- MATERIALS PROVIDED:
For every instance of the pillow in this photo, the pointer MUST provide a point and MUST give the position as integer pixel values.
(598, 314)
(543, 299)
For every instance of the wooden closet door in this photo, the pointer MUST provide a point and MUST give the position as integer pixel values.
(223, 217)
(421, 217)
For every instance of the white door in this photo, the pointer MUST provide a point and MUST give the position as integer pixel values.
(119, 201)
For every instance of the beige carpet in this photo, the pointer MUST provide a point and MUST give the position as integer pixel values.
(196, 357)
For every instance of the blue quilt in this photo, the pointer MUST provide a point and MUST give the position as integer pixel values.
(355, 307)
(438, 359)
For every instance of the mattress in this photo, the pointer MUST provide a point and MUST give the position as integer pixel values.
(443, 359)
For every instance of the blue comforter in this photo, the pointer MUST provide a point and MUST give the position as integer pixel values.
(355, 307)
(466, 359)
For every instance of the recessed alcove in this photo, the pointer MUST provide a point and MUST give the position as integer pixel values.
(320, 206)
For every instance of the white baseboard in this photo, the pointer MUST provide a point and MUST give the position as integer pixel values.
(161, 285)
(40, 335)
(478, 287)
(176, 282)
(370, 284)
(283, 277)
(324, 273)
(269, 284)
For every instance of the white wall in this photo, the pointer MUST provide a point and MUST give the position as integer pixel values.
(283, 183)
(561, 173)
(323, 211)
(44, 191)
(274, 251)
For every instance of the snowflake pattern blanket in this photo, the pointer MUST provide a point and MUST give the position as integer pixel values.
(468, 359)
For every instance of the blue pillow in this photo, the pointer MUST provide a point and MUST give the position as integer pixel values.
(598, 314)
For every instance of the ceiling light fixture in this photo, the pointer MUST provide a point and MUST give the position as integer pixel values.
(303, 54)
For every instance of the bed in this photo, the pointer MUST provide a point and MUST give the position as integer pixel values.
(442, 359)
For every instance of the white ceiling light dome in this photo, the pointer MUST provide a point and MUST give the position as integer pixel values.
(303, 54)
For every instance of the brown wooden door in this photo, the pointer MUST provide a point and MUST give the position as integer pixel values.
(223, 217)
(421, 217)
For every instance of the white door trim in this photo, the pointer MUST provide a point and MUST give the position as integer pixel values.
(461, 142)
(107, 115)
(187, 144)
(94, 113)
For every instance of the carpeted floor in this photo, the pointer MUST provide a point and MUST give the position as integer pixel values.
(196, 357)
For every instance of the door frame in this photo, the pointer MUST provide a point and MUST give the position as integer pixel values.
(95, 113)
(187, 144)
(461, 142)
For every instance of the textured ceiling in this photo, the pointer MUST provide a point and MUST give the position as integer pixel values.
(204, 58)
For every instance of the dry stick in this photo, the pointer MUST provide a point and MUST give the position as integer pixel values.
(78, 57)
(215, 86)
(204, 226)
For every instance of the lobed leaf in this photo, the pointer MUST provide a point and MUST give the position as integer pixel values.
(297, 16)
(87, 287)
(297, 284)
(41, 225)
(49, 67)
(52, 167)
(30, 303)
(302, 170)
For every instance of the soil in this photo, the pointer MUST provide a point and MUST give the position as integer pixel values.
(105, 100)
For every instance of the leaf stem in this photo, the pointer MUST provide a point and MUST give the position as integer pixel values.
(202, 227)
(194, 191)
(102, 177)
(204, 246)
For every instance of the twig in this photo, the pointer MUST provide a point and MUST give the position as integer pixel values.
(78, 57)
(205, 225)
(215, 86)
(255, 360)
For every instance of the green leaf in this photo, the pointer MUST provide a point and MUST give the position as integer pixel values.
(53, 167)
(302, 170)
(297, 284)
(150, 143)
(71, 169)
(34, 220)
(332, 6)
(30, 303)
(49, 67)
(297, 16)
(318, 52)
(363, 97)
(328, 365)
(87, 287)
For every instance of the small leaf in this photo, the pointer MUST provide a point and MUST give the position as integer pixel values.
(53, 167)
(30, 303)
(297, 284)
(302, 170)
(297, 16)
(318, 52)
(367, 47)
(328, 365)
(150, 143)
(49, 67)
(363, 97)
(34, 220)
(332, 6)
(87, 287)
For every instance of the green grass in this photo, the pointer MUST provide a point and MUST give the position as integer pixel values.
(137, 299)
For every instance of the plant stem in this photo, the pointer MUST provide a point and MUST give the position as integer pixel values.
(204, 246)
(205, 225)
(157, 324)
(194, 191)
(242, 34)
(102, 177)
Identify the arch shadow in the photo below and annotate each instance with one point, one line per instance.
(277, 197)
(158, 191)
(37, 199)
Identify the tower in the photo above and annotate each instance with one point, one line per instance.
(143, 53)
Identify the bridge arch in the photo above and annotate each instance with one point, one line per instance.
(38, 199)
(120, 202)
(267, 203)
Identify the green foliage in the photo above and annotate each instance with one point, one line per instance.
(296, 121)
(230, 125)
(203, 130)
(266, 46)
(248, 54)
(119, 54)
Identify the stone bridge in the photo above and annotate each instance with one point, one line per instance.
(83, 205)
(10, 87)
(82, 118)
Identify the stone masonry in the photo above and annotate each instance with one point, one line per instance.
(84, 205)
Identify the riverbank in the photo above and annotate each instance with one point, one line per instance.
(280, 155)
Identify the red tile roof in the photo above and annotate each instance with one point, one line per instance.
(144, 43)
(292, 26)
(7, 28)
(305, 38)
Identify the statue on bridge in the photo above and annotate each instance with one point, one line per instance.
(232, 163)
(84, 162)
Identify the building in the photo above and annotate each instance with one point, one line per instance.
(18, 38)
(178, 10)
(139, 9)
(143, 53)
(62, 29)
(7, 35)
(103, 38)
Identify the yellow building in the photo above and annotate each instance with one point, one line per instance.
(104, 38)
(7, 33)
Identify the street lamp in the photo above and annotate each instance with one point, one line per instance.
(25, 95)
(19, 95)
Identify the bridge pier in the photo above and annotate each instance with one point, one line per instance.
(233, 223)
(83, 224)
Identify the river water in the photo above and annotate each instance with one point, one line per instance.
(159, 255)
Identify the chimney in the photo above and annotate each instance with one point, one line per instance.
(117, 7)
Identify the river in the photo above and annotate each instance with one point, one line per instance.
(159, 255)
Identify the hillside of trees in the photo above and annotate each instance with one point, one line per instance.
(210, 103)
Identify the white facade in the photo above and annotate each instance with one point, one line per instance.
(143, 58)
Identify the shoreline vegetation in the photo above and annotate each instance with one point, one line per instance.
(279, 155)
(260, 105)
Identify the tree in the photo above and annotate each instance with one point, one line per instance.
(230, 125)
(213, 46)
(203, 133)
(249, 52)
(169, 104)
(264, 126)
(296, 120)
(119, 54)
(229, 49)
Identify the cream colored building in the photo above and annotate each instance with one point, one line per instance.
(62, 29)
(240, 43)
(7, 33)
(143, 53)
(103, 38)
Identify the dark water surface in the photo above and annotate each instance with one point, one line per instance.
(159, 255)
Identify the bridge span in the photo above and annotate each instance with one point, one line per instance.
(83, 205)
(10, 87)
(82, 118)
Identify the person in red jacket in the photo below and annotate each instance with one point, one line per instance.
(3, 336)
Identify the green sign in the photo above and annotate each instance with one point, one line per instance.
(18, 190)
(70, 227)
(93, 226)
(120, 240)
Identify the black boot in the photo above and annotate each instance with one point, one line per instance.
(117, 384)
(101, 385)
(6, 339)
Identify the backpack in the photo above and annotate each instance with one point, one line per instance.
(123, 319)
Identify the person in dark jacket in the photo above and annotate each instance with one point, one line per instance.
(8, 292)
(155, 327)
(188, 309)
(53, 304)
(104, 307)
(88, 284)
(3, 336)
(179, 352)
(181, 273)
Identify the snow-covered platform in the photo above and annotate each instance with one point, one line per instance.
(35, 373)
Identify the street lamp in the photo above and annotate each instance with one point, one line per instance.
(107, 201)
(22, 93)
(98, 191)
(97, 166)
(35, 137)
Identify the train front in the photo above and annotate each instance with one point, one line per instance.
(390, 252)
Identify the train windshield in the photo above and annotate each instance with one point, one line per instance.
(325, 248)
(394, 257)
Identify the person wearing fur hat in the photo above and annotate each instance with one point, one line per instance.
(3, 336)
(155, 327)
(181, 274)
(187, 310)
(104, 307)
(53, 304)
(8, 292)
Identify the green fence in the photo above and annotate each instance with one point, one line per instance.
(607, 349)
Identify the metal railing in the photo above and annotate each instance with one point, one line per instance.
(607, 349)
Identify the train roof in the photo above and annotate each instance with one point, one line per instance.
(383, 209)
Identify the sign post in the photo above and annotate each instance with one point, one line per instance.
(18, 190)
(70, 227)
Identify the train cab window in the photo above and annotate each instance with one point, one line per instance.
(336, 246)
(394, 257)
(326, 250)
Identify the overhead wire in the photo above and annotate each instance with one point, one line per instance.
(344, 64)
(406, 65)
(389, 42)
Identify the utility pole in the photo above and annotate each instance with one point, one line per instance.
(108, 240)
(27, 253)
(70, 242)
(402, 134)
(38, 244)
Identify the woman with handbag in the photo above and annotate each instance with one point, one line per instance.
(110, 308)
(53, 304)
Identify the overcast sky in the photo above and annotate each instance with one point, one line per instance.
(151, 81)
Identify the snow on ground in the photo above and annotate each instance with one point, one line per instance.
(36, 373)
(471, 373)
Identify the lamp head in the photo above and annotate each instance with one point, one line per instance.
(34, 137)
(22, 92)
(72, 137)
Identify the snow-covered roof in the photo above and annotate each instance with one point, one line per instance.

- PROMPT: All lines from the one that contains "Identify the train front" through the end of the material are to be quoted exactly, with both ends included.

- EXERCISE RESPONSE:
Identify the train front in the photo above and annotate each instance with one point, one line per instance.
(390, 252)
Identify the train windshield in the photo above and annotate each instance with one point, one line per instance.
(325, 248)
(394, 257)
Identify the person wearing fur hat in the photo above and annotate each instance with one point, one line per instance.
(3, 336)
(155, 327)
(181, 274)
(187, 310)
(104, 307)
(53, 304)
(8, 292)
Identify the green fence in the photo above and annotate each instance with one point, one line per instance.
(607, 349)
Identify the metal railing in the photo above and annotate each instance with one point, one line per instance.
(607, 349)
Identify the train roof in the photo above and annotate each instance with one point, one line per instance.
(383, 209)
Identify the sign post in the photo above and annotate each instance with one point, one line per instance.
(18, 190)
(70, 227)
Identify the train cab window in the photo above and annotate each instance with one point, one line per instance.
(336, 246)
(394, 257)
(326, 250)
Identify the overhead wire in the photo above and annotate each instance with one point, one line per instance.
(344, 64)
(406, 65)
(389, 42)
Identify the utility pole in the photo above and annotate each instance with one point, one line per instance.
(108, 240)
(27, 253)
(70, 242)
(402, 134)
(38, 244)
Identify the woman with handbag in the photo above and annotate each instance with one point, one line per instance.
(110, 308)
(53, 304)
Identify the overcast sky in the photo above and annotate each instance with one point, one line per instance.
(151, 81)
Identify the snow on ground in the photo above and annotate each instance with one point, one line per instance.
(36, 373)
(471, 373)
Identify the lamp head in the photo above and annotate each instance with one point, one line per instance.
(34, 137)
(22, 92)
(72, 137)
Identify the snow-covered roof in the photo above and annotate each instance with one point, one line per instance.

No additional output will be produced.